Problem to solve - The required output is the line that contains "positive clicks: (62, 36) (63, 24)" through the last line of the data, retyped verbatim and with nothing added.

Saved entries:
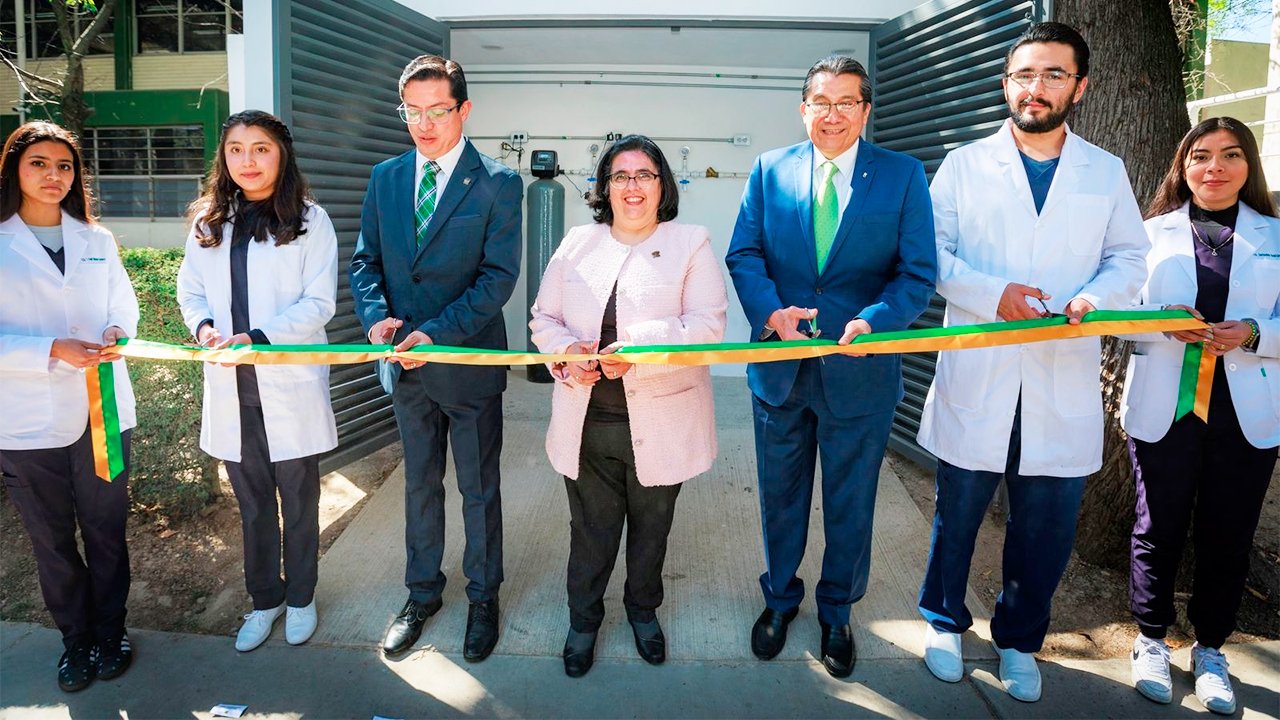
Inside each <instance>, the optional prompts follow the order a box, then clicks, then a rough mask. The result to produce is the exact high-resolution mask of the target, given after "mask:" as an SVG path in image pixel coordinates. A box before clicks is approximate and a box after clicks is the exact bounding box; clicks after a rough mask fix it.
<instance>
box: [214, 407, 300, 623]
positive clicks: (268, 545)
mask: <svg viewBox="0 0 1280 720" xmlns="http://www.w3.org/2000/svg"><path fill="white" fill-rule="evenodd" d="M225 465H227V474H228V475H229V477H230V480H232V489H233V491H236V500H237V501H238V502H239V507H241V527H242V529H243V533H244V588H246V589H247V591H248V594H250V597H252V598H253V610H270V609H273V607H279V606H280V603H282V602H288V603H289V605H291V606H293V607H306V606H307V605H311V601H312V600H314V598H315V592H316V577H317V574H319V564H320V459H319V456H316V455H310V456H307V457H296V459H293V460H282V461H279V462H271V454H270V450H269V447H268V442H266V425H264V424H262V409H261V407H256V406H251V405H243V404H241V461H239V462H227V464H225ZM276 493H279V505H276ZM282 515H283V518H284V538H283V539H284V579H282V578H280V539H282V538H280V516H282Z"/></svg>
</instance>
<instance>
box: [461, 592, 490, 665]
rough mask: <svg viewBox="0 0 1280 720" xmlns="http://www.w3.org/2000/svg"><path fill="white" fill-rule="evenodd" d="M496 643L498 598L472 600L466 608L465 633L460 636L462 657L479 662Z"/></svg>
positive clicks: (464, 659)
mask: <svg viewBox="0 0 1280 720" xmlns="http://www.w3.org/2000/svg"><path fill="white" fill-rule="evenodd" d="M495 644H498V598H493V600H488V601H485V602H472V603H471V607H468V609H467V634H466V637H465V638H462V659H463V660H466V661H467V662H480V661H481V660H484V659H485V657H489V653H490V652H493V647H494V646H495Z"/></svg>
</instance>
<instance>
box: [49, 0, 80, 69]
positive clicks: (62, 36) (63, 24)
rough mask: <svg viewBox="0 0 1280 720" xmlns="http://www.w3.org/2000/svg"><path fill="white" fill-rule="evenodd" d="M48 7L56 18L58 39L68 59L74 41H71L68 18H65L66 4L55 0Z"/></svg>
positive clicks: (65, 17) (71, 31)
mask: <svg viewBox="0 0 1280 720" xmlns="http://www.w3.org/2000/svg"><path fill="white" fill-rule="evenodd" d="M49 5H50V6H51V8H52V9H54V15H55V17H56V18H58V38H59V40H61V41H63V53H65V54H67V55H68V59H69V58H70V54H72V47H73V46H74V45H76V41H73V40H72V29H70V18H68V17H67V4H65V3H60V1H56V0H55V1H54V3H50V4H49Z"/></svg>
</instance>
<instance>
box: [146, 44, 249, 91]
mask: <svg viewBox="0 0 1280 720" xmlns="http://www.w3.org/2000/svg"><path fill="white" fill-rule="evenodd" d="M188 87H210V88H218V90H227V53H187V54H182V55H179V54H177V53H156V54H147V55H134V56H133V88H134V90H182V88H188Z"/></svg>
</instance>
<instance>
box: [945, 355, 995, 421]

Answer space -
positive clicks: (62, 36) (63, 24)
rough mask: <svg viewBox="0 0 1280 720" xmlns="http://www.w3.org/2000/svg"><path fill="white" fill-rule="evenodd" d="M48 7L56 18L58 39L68 59L74 41H71L68 18H65L66 4L55 0Z"/></svg>
positive clicks: (65, 17) (71, 31)
mask: <svg viewBox="0 0 1280 720" xmlns="http://www.w3.org/2000/svg"><path fill="white" fill-rule="evenodd" d="M49 5H50V6H51V8H52V9H54V15H55V17H56V18H58V38H59V40H61V41H63V53H65V54H67V55H68V59H69V58H70V54H72V47H73V46H74V45H76V41H73V40H72V29H70V18H68V17H67V4H65V3H60V1H56V0H55V1H54V3H50V4H49Z"/></svg>
</instance>
<instance>
box: [146, 44, 249, 91]
mask: <svg viewBox="0 0 1280 720" xmlns="http://www.w3.org/2000/svg"><path fill="white" fill-rule="evenodd" d="M188 87H210V88H218V90H227V53H187V54H182V55H179V54H177V53H156V54H147V55H134V56H133V88H134V90H182V88H188Z"/></svg>
</instance>
<instance>
box: [945, 355, 995, 421]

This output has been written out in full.